(NEW YORK) — From scratches on the playground to spills while biking, parents are constantly trying to protect their children from pain. But what if pain was the one thing your child needed the most?
While Ashlyn Blocker may seem like a normal 12-year-old girl who loves pageants and playing the clarinet, she suffers from a rare genetic disorder that prevents her from feeling pain.
Blocker was born with congenital insensitivity to pain with anhidrosis (CIPA), a disorder that affects the way signals travel from her central nervous system.
Unlike most babies, she never cried when she was hungry or had a diaper rash.
“Everyone thought, ‘Oh, what a good baby you have,’ you know,” said Ashlyn’s father, John Blocker. “But the signs, as time went on, the red flags started going up.”
Her parents first realized that something was wrong when they took their 8-month-old to the eye doctor to treat her irritated eye.
“When they put the dye in her eye, everyone kind of gasped,” John Blocker said. ”She had a big corneal abrasion across her eye. They were just astonished that she wasn’t in pain.”
The doctor’s visit led to the diagnosis of CIPA, which affects only about 100 people worldwide.
“It was scary because, you know , there weren’t very many good outcomes that were involved with this condition,” said Ashlyn’s mother, Tara Blocker. “I mean, you know, people passing away from appendicitis because they didn’t have the warning signs — and bone infections.”

§ **Exercise 1**
Answer from the article about Ashlyn Blocker:
(a) How old is Ashlyn Blocker?
(b) What did the dye reveal in her eye at the eye doctor?
(c) About how many people worldwide does CIPA affect?
§ **Exercise 2**
Reproduce the passage of the article about Ashlyn Blocker starting with "(NEW YORK) —" and going on through "needed the most?".
§ **Exercise 3**
Write the next part of the article about Ashlyn Blocker, picking up after its final sentence.
These items have no connection to the article about Ashlyn Blocker.

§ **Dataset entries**
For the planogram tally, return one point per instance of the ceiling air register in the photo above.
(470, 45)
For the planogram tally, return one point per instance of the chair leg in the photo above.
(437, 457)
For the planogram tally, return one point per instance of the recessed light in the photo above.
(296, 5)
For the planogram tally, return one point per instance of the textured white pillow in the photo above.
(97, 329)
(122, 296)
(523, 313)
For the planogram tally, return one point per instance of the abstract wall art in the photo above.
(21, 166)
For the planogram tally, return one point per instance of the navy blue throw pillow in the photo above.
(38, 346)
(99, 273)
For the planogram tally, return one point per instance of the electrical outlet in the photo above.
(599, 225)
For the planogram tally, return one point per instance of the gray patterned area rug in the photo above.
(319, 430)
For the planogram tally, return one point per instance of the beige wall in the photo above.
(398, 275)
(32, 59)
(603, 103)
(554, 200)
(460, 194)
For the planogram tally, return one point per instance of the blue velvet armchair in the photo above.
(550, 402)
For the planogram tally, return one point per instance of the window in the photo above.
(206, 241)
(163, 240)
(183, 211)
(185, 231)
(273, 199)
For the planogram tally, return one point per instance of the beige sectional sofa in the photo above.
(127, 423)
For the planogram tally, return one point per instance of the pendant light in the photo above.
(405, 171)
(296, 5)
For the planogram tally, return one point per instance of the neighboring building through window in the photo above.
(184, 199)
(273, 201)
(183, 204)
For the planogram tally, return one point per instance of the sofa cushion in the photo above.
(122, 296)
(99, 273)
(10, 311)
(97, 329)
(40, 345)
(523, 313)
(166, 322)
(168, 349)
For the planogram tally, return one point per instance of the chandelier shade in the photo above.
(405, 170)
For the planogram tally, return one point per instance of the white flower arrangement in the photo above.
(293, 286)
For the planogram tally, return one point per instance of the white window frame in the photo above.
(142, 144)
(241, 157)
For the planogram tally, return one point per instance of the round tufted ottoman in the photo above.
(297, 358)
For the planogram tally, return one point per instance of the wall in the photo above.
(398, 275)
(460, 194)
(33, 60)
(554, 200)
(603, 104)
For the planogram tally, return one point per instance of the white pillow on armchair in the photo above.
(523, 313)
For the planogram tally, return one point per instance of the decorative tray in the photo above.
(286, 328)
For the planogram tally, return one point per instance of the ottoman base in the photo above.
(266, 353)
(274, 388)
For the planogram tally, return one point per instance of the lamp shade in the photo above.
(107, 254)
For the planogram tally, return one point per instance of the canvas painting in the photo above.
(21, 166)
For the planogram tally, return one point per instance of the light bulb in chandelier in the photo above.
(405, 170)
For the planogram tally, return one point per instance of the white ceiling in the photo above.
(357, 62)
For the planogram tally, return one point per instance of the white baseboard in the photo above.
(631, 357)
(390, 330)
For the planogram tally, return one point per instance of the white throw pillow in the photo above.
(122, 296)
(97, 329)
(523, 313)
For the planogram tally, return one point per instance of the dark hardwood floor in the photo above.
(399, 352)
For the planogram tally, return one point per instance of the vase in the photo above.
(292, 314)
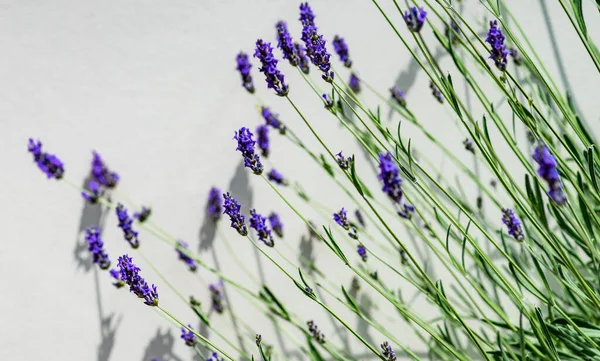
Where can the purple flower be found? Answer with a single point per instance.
(214, 205)
(273, 77)
(398, 96)
(129, 273)
(436, 92)
(259, 223)
(188, 336)
(362, 252)
(354, 83)
(96, 247)
(276, 177)
(125, 222)
(244, 66)
(232, 209)
(415, 18)
(344, 163)
(548, 171)
(514, 225)
(246, 147)
(181, 249)
(285, 43)
(262, 137)
(303, 60)
(387, 351)
(216, 296)
(48, 163)
(314, 42)
(389, 175)
(328, 102)
(315, 332)
(102, 174)
(498, 52)
(341, 48)
(276, 224)
(143, 215)
(118, 283)
(272, 119)
(93, 193)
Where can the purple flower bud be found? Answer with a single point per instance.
(96, 247)
(273, 77)
(232, 209)
(415, 18)
(259, 223)
(244, 66)
(341, 48)
(48, 163)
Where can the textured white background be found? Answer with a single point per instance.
(151, 85)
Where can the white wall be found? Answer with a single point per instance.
(151, 85)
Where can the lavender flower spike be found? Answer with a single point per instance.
(341, 48)
(389, 175)
(548, 171)
(181, 249)
(259, 223)
(125, 222)
(496, 38)
(415, 18)
(188, 336)
(129, 273)
(276, 224)
(96, 247)
(514, 225)
(232, 209)
(214, 205)
(48, 163)
(285, 43)
(246, 147)
(274, 78)
(244, 66)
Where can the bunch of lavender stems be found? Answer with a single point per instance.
(525, 285)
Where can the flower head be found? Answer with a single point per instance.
(102, 174)
(548, 171)
(398, 96)
(129, 273)
(246, 147)
(259, 223)
(285, 43)
(181, 249)
(214, 205)
(48, 163)
(514, 225)
(125, 223)
(262, 137)
(341, 48)
(143, 215)
(415, 18)
(496, 38)
(232, 208)
(244, 66)
(96, 247)
(93, 193)
(272, 119)
(276, 177)
(276, 224)
(354, 83)
(216, 296)
(389, 175)
(315, 332)
(274, 78)
(188, 336)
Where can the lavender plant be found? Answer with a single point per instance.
(520, 279)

§ **Task output 1**
(a) 12 years old
(b) A big corneal abrasion across her eye
(c) About 100 people

§ **Task output 2**
(NEW YORK) — From scratches on the playground to spills while biking, parents are constantly trying to protect their children from pain. But what if pain was the one thing your child needed the most?

§ **Task output 3**
Ashlyn’s toddler years were the most difficult for her parents.
She would injure herself, “biting, burning her hands, different things,” John Blocker said. “Tara actually would wrap her hands up with athletic tape. She’d be our little boxer.”
The family has photos that document injuries that Ashlyn sustained as a toddler. Her father said sending his daughter out the door every day, not knowing what would happen, was “rough.”
University of Florida researchers have been testing Ashlyn since 2004. A few years ago, they pinpointed the gene that affects the strength of pain signals sent to the brain. The findings might offer new treatments for people with chronic pain, but are not likely to help with Ashlyn’s condition.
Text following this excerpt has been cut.